### DOCUMENT SECTION:

[START]

Henry Karlson said...

One problem I have is when people trace everything back to St Constantine -- he's a kind of all-out excuse which, historically, did not do what people want to suggest he did. It's a continuation of the influence of the Donation of Constantine.

If one studies the history closely, he followed his advisors, not the other way around. While Theodosius caused some problems, the Church still reacted to him and was not smitten by him. Call me Byzantine, but I think the real problems start with Charlemagne.

Of course, I don't think the ND issue is the issue people make of it. But that's neither here nor there. I always feel the need to defend St Constantine -- he is a hero of mine. Indeed, I think if people understood him they would see VII documents like Nostra Aetate really are Constantinian.

JB said...

Henry,

As always thanks for reading and responding. I had hoped to get back to you sooner, but life happens.

One of the glaring weaknesses of my MA program was its lack of courses in Historical Theology. As a result of that and my own failure to research on my own, I am fairly ignorant on the details of the Church's history.

Nevertheless, I think the point McCarthy was trying to make holds. The church at some point in history(post-Constantine/Charlemagne, etc.) seems to have on some level abandoned Jesus' teachings of non-violence and embraced the temporal power of the nation-state, allowing Ghandi to accurately note that only Christians do not recognice Jesus' nonviolence.

Only recently, with the fall of the papal states has that trend beung to be reversed.

Henry Karlson said...

JB

I know how life gets in the way of things. I also felt I might have sounded a bit argumentative, which I didn't want to be. I just am quite sensitive to things associated with St Constantine (as I tell people, I like his full title, St Constantine the Great, Equal to the Apostles, Friend of the Logos).

Oh, I would agree with the fact that after Constantine, that happened, in in an indirect way, because the state backed the church, one can say the conversion of Constantine helped make this happen, but I just wanted to say that I think too much blame is put on Constantine (even today) without looking at what he really stood for. The Donation of Constantine is still used as the hermeneutic even if it is as a document, rejected, culturally its ideals have been accepted.

mama said...

This I agree with. Its the inconsisency which makes me feel apathetic about the whole issue. Honestly, Obama could have spoken at any non-Catholic college that weekend instead of ND.
Sorry that I didn't read it until now. I miss you.

[END]

### SUPPLIED MATERIAL:

[START]

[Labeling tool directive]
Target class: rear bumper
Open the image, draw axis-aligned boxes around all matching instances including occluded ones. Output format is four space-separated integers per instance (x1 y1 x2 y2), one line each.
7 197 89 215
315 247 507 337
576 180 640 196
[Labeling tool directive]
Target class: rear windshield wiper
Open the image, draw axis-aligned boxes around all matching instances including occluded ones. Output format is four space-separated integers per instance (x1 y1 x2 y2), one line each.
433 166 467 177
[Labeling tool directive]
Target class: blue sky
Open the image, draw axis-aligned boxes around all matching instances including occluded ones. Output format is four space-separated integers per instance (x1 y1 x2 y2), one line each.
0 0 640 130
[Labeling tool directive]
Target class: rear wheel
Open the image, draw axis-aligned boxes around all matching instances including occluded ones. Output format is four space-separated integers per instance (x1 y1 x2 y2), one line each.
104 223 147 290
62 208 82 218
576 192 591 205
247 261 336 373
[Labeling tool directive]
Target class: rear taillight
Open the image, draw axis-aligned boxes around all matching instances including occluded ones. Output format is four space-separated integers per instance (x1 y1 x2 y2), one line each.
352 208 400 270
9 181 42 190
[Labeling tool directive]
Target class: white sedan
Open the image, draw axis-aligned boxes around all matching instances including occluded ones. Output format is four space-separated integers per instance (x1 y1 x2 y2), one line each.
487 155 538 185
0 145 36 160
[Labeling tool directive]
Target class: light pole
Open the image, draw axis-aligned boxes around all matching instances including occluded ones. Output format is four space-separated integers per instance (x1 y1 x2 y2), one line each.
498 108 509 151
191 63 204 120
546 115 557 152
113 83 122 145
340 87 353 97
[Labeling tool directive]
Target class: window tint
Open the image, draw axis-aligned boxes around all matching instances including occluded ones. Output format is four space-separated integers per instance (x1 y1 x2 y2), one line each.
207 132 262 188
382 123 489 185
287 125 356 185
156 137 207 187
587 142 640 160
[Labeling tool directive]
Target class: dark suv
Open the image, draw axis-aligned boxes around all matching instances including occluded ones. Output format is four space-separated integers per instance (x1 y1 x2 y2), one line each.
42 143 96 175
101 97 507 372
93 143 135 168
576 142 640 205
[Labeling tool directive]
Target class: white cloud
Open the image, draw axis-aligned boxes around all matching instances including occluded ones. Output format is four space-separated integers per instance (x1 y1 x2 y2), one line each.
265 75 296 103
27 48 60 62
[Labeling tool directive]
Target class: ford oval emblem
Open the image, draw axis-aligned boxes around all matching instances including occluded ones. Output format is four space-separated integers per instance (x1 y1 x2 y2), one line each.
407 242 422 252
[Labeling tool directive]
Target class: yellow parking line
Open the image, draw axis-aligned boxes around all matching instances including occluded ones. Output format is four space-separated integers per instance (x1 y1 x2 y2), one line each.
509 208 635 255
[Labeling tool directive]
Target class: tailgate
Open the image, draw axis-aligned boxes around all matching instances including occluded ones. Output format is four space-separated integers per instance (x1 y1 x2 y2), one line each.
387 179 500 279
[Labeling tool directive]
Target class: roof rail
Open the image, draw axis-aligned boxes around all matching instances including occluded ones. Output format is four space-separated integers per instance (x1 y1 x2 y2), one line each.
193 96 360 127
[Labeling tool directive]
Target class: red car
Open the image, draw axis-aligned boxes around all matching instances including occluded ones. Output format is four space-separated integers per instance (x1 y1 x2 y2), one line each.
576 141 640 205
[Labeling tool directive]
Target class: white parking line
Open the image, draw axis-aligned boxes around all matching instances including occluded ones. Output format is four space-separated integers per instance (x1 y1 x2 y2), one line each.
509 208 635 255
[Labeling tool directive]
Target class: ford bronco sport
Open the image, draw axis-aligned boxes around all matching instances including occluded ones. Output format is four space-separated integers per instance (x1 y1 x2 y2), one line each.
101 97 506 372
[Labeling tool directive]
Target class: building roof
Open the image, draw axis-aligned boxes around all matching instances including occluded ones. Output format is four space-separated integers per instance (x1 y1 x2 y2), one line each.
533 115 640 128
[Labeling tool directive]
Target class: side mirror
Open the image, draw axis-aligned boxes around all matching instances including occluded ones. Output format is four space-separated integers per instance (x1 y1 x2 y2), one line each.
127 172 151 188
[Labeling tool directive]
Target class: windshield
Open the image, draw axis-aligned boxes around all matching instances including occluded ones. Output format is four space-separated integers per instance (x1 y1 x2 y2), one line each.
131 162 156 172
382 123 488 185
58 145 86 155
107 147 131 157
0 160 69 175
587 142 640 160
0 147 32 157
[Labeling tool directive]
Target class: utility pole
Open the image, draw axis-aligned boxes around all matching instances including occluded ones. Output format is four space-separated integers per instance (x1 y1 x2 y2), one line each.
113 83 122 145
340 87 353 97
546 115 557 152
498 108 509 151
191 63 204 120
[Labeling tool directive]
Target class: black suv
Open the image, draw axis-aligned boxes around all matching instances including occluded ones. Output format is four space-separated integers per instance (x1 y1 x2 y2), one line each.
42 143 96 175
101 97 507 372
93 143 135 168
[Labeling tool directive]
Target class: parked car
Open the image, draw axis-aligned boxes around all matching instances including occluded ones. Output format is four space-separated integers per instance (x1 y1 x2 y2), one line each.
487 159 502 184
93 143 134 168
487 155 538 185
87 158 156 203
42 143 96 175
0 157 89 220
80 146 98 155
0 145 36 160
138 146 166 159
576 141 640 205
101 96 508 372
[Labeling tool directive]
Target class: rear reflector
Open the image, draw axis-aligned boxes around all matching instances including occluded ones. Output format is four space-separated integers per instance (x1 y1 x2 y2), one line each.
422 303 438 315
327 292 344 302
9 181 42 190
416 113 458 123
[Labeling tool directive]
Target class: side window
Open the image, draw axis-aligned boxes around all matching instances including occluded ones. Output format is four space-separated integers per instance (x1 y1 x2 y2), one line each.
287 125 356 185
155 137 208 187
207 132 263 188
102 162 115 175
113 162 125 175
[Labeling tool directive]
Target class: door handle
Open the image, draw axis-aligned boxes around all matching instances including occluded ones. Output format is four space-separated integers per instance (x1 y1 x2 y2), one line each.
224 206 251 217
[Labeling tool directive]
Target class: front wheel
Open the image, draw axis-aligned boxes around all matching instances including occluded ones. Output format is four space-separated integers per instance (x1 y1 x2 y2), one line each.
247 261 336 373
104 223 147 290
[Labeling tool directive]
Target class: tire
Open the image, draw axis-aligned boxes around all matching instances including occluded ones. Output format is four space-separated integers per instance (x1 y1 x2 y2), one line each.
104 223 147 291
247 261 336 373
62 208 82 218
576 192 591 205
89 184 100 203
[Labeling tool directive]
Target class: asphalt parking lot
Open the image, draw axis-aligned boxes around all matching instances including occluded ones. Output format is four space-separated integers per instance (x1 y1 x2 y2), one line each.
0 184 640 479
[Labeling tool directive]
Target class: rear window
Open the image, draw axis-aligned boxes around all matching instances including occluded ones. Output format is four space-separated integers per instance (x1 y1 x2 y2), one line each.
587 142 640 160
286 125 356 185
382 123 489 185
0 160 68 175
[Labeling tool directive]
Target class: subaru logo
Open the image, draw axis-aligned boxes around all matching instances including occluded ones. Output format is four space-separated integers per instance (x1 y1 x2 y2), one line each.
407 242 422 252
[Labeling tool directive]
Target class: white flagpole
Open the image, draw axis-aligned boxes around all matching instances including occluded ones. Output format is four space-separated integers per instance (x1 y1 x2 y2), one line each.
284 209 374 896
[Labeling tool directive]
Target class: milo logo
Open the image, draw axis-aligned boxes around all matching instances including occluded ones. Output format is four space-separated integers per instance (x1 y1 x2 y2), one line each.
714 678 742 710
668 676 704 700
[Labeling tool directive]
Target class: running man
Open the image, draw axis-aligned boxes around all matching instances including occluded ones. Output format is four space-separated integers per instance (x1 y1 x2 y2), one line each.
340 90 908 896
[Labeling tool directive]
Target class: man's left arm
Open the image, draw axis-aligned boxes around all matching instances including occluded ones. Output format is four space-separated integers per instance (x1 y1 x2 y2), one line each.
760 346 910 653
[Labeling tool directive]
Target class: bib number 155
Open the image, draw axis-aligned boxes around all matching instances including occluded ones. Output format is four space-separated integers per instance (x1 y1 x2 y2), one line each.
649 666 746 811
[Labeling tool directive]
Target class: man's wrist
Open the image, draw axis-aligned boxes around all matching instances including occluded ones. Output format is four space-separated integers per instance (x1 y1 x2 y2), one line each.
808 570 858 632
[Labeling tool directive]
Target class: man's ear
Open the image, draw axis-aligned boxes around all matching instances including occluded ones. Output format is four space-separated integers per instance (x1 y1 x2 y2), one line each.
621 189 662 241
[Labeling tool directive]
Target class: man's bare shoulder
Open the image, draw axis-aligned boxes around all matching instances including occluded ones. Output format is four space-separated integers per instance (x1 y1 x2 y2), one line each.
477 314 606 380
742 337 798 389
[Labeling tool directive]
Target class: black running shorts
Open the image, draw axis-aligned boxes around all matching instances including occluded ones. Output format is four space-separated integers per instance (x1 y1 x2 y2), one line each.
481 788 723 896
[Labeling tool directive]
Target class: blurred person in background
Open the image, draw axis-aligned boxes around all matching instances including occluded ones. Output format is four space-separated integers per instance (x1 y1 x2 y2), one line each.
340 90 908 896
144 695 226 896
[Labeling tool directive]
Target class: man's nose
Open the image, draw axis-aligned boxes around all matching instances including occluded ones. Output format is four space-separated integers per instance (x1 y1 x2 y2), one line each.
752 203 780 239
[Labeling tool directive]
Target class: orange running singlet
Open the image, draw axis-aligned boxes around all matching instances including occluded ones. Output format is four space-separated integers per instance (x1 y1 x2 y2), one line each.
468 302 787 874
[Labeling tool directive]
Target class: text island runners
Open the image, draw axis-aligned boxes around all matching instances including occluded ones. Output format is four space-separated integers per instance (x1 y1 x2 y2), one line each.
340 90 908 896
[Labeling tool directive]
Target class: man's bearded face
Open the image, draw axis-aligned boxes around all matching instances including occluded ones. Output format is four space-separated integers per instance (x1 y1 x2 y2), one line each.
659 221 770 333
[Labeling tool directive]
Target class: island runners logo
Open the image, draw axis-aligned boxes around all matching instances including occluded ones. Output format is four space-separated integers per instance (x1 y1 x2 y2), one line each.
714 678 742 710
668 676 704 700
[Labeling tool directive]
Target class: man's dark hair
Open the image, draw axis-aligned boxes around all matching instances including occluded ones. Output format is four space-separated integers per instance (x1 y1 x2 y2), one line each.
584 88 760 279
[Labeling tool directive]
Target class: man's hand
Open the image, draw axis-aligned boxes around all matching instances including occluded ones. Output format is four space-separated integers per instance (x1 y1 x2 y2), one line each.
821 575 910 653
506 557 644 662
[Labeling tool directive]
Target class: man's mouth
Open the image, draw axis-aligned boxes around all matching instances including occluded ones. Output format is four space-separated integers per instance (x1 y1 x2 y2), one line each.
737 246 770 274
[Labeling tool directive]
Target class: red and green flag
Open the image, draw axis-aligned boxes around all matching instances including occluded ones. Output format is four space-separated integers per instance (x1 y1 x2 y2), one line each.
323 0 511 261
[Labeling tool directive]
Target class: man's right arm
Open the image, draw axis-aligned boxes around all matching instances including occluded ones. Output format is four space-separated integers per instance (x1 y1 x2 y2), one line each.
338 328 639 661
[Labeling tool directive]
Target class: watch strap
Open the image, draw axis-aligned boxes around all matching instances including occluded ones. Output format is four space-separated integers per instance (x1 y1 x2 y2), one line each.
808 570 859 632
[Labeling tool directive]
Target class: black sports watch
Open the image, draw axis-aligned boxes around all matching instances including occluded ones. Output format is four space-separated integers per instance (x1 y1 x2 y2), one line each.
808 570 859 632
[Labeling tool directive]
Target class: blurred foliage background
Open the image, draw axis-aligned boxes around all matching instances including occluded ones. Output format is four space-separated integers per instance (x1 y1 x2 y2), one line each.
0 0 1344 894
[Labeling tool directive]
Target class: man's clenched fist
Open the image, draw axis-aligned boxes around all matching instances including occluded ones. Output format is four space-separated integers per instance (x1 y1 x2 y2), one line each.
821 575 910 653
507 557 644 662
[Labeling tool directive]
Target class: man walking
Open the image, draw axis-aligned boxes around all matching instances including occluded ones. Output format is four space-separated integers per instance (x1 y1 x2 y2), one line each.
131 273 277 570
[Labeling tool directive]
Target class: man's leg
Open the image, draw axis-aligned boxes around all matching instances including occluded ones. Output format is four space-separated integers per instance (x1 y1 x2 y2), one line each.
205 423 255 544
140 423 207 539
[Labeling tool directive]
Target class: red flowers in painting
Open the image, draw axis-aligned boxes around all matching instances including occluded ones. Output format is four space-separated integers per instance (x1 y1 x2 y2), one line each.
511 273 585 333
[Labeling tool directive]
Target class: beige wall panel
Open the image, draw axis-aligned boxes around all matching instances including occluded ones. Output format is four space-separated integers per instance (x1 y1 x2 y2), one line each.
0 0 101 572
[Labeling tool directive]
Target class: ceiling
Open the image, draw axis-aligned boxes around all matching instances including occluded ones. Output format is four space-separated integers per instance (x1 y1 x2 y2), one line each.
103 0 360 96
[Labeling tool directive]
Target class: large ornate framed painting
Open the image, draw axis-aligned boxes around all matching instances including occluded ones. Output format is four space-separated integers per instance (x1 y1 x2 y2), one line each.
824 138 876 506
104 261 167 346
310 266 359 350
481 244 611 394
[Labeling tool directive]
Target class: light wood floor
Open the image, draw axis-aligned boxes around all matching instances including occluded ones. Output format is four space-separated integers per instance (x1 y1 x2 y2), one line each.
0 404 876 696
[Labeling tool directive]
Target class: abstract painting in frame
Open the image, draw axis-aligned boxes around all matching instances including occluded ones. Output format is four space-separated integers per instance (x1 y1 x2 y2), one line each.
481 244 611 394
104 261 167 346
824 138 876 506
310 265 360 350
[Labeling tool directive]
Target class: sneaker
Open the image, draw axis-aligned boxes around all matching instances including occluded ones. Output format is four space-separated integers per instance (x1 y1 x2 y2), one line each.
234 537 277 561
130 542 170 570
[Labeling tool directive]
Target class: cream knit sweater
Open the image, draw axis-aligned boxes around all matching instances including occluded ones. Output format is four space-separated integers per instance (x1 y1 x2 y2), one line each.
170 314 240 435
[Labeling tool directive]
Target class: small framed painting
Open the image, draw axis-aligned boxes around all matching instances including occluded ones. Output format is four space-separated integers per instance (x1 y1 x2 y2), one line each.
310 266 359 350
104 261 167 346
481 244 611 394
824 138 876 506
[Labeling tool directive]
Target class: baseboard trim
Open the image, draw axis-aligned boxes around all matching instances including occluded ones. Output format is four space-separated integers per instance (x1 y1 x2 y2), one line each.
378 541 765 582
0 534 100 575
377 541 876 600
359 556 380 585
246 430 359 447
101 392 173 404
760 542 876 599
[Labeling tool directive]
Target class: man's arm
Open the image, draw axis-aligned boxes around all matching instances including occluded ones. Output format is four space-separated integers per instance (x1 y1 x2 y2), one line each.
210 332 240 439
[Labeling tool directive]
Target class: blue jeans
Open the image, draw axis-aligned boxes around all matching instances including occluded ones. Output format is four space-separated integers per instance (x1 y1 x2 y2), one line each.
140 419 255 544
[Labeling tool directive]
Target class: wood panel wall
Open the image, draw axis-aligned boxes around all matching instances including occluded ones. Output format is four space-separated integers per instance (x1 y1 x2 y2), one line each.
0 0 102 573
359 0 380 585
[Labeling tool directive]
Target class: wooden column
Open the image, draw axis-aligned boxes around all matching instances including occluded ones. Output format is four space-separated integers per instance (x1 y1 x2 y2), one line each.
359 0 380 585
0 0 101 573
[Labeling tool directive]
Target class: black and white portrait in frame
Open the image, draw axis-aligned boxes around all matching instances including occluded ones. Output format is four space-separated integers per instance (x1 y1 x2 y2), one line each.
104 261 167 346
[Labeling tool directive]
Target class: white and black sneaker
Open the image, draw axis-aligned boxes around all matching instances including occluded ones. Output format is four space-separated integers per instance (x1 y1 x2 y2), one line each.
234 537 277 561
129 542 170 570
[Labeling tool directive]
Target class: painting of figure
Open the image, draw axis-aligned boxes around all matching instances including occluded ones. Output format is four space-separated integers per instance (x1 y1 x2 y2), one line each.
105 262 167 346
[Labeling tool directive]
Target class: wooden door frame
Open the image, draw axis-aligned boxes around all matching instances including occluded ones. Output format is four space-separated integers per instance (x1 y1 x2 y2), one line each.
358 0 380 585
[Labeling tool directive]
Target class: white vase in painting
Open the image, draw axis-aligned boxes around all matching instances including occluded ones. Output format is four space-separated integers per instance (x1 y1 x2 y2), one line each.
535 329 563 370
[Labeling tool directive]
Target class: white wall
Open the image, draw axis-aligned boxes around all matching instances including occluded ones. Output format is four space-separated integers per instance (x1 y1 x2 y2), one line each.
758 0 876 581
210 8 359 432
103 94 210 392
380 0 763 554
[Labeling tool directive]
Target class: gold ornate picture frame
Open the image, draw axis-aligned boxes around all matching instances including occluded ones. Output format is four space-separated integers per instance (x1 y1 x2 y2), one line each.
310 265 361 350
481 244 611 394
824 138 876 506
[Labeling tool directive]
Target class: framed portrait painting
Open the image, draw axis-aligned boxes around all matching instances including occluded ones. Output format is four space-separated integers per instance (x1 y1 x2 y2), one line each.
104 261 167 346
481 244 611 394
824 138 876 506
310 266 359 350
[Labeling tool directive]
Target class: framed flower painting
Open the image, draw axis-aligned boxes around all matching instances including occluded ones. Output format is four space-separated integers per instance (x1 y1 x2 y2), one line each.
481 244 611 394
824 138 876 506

[END]

### REQUEST 1:
List the names of everyone who posted a comment in the comment thread above.
### REQUEST 2:
In the comment thread above, what does JB say their MA program lacked?

### CORRECT ANSWER 1:
Henry Karlson, JB, mama

### CORRECT ANSWER 2:
Courses in Historical Theology.